- [What you need to do]
Copy the whole listing below, every line unchanged.

- [Data provided]
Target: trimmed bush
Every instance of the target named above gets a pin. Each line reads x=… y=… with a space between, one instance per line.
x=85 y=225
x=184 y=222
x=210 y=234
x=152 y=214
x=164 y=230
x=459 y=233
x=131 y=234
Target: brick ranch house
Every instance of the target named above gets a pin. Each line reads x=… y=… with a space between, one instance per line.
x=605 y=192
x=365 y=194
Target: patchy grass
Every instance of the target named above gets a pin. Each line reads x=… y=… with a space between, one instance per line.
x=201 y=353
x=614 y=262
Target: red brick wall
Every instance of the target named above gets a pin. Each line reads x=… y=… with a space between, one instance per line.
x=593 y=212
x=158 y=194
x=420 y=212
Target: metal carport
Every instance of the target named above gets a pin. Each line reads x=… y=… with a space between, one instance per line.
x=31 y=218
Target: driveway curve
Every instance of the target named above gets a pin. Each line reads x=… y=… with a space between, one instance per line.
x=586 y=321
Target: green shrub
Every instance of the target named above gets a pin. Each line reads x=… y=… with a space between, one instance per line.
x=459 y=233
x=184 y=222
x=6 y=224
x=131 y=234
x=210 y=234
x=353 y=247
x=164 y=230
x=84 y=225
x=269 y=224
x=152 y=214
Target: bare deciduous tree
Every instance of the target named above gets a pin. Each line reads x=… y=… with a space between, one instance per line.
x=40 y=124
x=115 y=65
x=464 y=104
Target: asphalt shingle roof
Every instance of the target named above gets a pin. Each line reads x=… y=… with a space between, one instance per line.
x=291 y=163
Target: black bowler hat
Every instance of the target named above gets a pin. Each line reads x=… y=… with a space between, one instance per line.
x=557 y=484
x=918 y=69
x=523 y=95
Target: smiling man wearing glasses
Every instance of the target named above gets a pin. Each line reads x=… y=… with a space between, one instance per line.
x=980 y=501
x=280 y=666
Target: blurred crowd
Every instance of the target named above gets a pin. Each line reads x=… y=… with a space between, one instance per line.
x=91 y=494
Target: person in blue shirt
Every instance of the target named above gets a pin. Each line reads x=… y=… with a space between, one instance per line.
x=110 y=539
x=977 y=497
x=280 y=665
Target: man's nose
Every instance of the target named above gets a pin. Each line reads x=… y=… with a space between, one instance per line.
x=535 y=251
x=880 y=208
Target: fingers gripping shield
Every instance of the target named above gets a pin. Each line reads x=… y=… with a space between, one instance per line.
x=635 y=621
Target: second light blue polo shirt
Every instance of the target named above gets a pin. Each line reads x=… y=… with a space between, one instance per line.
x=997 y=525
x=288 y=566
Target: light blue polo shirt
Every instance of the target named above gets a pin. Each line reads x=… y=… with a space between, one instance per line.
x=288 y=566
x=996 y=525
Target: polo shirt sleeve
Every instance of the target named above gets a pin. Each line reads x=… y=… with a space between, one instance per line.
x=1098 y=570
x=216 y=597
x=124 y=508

- [Final result]
Target: trimmed bush
Every instance of the target named above gets a pin. Each line reads x=… y=… with a space between, one instance per line.
x=85 y=225
x=184 y=222
x=210 y=234
x=152 y=214
x=164 y=230
x=459 y=233
x=131 y=234
Target: brick ranch house
Every instance of the target named above gets a pin. Each line reads x=… y=… with a space between, one instance per line.
x=605 y=192
x=365 y=194
Target: patchy grass
Every instance of the target named above gets a pin. Each line reads x=… y=… with a space between, one instance per line.
x=201 y=353
x=614 y=262
Target: red brick wall
Every instance of the target named above gets a pin. Each line reads x=… y=… with a space between, one instance per line.
x=593 y=212
x=158 y=194
x=420 y=212
Target: metal carport
Every instance of the target named above gets a pin. Each line reads x=… y=… with a space between, one instance per line.
x=31 y=218
Target: driveway curve
Every instance of the target named above gets a pin. Each line reads x=… y=… with a space between, one instance per line.
x=586 y=321
Target: green shrub
Every instance of the target named above gets a pin. Each line reads x=… y=… with a space between, one instance per line.
x=459 y=233
x=184 y=222
x=6 y=224
x=131 y=234
x=210 y=234
x=353 y=247
x=164 y=230
x=84 y=225
x=269 y=224
x=152 y=214
Target: bare deciduous tree
Every instance of the target named above gets a pin. Each line reads x=… y=… with a space between, one instance per line.
x=40 y=124
x=115 y=65
x=464 y=104
Target: asphalt shingle roof
Every instance of the target named above gets a pin. Each line reads x=… y=… with a space between, one instance per line.
x=291 y=163
Target: black bowler hat
Every instance of the target named above gets a pin. Each line reads x=… y=… with a space between, one instance per line.
x=557 y=484
x=918 y=69
x=523 y=95
Target: smiling man wearing glasses
Every instance of the target named above gets a pin. Each line reads x=… y=… with a space between, one instance per line.
x=980 y=501
x=280 y=666
Target: blurred crowd
Every instance of the target named above gets a pin. Each line reads x=… y=… with a space between, one instance per line.
x=91 y=494
Target: person in blue shirt
Every instance of the target named above gets a pin. Each line reads x=… y=… with a space between, one instance per line.
x=110 y=539
x=977 y=497
x=280 y=665
Target: man's nose
Every instance of the target named above gets a pin. Each line reads x=… y=… with a space between, one instance per line.
x=535 y=251
x=880 y=208
Target: fingers gripping shield
Every instance of the target named above gets a pin. Each line reads x=… y=… with a space between, one instance per line.
x=635 y=621
Target: second light blue polo shirt
Every instance of the target named above gets a pin. Each line reads x=… y=… with a space between, one instance per line.
x=997 y=525
x=288 y=566
Target: light blue polo shirt
Every instance of the target named above gets a pin. Each line reads x=… y=… with a space between, one instance per line.
x=288 y=566
x=996 y=525
Target: polo shirt sleeve
Every instance of the target named above gets a pin. Each line reads x=… y=… with a space between, one instance per line.
x=1098 y=570
x=216 y=597
x=124 y=508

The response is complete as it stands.